- SUPPLIED ENTRIES

- - - - - - -

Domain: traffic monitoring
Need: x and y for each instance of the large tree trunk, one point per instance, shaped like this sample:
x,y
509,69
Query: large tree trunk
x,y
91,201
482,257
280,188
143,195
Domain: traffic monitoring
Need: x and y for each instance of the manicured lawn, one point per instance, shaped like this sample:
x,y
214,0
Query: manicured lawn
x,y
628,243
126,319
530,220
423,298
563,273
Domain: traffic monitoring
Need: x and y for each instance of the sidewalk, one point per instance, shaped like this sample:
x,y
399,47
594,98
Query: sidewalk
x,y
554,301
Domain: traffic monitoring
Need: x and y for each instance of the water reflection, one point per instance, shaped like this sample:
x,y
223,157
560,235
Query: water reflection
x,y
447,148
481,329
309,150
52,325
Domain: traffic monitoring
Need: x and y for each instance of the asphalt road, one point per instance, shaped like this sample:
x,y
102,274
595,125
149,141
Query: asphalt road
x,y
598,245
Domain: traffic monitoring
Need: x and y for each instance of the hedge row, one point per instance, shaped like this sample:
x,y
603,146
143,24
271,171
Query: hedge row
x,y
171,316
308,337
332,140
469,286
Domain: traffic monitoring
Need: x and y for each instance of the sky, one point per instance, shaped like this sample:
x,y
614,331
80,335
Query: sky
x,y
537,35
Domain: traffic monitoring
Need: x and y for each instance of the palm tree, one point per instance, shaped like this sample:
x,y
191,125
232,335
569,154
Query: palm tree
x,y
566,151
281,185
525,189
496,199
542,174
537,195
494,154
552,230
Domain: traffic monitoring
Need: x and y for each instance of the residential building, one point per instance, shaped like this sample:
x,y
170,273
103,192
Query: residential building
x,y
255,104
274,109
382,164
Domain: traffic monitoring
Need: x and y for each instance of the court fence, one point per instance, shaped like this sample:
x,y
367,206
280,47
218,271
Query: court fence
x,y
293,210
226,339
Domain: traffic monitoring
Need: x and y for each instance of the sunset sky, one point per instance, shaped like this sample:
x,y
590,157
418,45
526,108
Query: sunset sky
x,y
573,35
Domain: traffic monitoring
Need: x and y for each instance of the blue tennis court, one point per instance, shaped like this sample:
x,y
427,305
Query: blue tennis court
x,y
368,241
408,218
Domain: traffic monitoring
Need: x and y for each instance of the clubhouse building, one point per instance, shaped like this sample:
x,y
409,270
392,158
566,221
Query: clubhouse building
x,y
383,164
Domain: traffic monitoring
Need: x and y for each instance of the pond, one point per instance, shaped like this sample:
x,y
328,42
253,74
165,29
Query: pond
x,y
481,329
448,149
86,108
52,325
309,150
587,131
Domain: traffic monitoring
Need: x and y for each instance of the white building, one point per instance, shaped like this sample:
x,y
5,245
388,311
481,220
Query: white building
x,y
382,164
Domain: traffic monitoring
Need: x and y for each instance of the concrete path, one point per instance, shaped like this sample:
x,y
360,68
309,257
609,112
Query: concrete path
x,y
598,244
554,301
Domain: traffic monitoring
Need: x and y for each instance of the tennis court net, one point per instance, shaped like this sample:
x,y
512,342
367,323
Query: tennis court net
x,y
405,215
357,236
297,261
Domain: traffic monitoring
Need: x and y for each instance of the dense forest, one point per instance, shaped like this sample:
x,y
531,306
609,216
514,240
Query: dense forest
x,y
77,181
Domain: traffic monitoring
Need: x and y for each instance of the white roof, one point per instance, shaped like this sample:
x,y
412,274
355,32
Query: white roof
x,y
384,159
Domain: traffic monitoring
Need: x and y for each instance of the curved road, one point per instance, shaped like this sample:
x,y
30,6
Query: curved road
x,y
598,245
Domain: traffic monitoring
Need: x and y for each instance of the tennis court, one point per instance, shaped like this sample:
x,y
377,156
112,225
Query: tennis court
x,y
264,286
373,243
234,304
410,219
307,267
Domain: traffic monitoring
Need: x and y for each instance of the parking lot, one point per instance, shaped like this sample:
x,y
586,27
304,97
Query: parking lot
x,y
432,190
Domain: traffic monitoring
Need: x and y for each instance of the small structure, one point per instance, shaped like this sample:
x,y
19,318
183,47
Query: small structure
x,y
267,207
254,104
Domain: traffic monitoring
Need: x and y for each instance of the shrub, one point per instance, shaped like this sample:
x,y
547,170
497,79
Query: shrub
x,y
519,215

- - - - - - -

- YOUR OBJECTIVE
Select every line of the data above that contains the word "white".

- COMPLETED EXERCISE
Need: x and y for each instance of the white building, one point per instance, shaped like this sample:
Query: white building
Need: x and y for each instance of the white roof, one point per instance, shaped like this sample:
Query: white roof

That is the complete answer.